*** EXERCISE INPUTS ***

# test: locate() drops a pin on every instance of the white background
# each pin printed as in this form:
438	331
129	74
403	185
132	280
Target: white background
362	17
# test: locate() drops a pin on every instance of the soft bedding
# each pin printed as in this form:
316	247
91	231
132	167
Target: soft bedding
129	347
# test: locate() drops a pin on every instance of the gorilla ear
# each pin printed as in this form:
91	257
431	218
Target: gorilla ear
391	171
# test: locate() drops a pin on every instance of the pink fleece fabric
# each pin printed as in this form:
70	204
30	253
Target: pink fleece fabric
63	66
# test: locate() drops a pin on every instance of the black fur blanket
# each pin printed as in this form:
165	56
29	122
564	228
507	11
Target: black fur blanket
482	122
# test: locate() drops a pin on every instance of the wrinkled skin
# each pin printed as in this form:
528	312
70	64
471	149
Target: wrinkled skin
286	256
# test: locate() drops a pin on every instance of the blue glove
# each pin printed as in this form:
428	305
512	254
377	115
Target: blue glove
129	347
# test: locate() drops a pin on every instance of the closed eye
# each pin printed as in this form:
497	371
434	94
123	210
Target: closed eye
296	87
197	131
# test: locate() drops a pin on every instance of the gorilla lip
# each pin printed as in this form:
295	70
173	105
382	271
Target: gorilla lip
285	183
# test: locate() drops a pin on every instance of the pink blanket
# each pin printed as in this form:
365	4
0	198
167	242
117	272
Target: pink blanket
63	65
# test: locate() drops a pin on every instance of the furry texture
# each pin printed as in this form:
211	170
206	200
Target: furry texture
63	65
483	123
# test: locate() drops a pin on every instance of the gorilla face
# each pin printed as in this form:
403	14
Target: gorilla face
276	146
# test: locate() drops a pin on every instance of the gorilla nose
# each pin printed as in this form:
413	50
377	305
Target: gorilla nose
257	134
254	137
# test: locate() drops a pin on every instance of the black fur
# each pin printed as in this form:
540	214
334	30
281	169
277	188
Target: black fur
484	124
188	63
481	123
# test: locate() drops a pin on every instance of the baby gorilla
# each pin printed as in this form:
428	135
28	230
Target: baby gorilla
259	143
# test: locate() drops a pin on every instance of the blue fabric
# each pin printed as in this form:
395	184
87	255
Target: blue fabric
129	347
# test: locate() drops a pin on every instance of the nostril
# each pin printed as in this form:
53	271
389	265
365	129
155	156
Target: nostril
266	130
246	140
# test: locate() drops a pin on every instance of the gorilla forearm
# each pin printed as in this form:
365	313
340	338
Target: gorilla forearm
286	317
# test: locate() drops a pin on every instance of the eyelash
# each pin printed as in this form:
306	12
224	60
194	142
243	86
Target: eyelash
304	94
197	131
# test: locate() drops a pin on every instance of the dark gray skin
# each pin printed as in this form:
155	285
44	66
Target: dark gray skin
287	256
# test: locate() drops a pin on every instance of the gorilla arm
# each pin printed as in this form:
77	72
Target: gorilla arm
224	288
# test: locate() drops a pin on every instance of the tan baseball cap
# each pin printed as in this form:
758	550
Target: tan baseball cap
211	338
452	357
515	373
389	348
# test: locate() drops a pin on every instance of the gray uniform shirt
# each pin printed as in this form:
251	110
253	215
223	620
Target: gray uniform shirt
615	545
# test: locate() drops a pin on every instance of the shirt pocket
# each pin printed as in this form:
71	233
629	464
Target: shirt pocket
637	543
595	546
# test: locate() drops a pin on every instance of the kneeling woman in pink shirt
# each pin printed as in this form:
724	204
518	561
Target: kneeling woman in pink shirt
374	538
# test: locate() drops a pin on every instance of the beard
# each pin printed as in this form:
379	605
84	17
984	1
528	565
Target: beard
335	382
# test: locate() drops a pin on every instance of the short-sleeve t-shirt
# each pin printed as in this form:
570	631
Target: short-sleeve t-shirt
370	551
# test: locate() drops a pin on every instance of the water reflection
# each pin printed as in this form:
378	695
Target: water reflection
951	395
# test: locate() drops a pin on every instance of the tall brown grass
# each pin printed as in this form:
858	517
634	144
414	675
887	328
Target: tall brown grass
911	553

*** End of EXERCISE INPUTS ***

*ACTIVITY:* Print the data again exactly.

*RESULT FOR THIS EXERCISE:*
# test: locate() drops a pin on every instance of the white background
# each pin printed as in this form:
438	331
129	74
403	185
132	280
Target: white background
362	17
# test: locate() drops a pin on every instance of the soft bedding
# each pin printed as in this form:
316	247
91	231
132	167
Target: soft bedding
129	347
# test: locate() drops a pin on every instance of the gorilla ear
# each pin printed as in this form:
91	257
431	218
Target: gorilla ear
391	171
# test: locate() drops a pin on every instance of the pink fleece fabric
# each pin printed as in this form:
70	204
30	253
Target: pink fleece fabric
63	66
# test: locate() drops a pin on every instance of the black fur blanket
# each pin printed as in this form:
165	56
29	122
564	228
507	11
Target: black fur blanket
482	122
# test: locate() drops a pin on every instance of the wrinkled skin
# each pin printed as in this form:
528	312
70	64
471	149
Target: wrinkled skin
286	256
# test: locate() drops a pin on every instance of the blue glove
# each pin printed as in this form:
428	305
512	254
377	115
Target: blue glove
129	347
# test: locate() drops a pin on every instance of the closed eye
# each pin printed as in this form:
497	371
434	94
123	210
Target: closed eye
296	87
197	131
# test: locate() drops a pin on every instance of the gorilla lip
# each pin printed as in this form:
295	70
173	105
382	271
Target: gorilla lip
285	183
# test: locate() drops a pin on every instance of the pink blanket
# each pin printed as in this form:
365	4
0	198
167	242
117	272
Target: pink blanket
63	65
# test: locate() drops a pin on every instance of the furry texture
# each pin printed as in this form:
211	170
206	200
Target: furry texture
63	65
483	123
# test: locate() drops a pin on every instance of the gorilla face
# each pin printed as in this form:
403	14
Target: gorilla face
276	146
# test: locate() drops a pin on every instance of the gorilla nose
# each pin printed as in this form:
413	50
377	305
Target: gorilla nose
257	134
254	137
# test: locate() drops a pin on every instance of the black fur
# each pin printed as in this form:
540	214
334	30
281	169
277	188
Target: black fur
484	124
188	63
481	123
# test: locate() drops a pin on every instance of the baby gorilla
# each pin printed as in this form:
428	135
28	230
Target: baby gorilla
259	143
# test: locate() drops a pin on every instance of the blue fabric
# each pin printed as in this form:
395	184
87	255
Target: blue fabric
129	347
# test: locate() drops a pin on every instance of the nostril
# each pin printed as in this form:
53	271
389	265
365	129
155	156
Target: nostril
266	130
246	140
# test: locate() drops a pin on every instance of the gorilla forearm
# each pin printed as in this form:
365	313
340	338
Target: gorilla forearm
286	317
# test: locate() drops a pin on every instance of the eyelash
# each pin printed as in this form:
306	12
224	60
194	142
243	86
Target: eyelash
304	94
197	131
# test: locate() drops a pin on every instance of the dark gray skin
# each pin printed as in this form:
155	285
44	66
Target: dark gray skin
287	256
# test: locate() drops a pin on every instance of the gorilla arm
# each pin printed as in this form:
77	72
Target: gorilla arm
224	288
# test: locate() drops a pin on every instance of the tan baseball cap
# each pin printed as in this form:
758	550
Target: tan baseball cap
211	338
452	357
515	373
389	348
# test: locate() drops a pin on every instance of the gray uniform shirt
# each pin printed as in this form:
251	110
253	215
223	620
Target: gray uniform shirt
615	545
# test: locate() drops a pin on every instance of the shirt pocket
# each pin printed as in this form:
71	233
629	464
Target: shirt pocket
637	543
595	546
# test: locate() drops a pin on every instance of the kneeling woman in pink shirt
# each pin printed as in this form:
724	204
518	561
Target: kneeling woman in pink shirt
374	538
# test: locate() drops a pin on every instance of the beard
# each pin printed as in this form:
379	605
84	17
984	1
528	565
Target: beard
335	382
# test: locate() drops a pin on every instance of the short-sleeve t-shirt
# each pin printed as in this form:
570	631
Target: short-sleeve t-shirt
370	551
# test: locate() drops a pin on every instance of the water reflection
# each pin printed as in this form:
378	695
Target: water reflection
951	395
# test: locate() drops a pin on every instance of the tall brown grass
# each pin printed as in this form:
858	517
634	144
414	675
887	328
Target: tall brown grass
911	553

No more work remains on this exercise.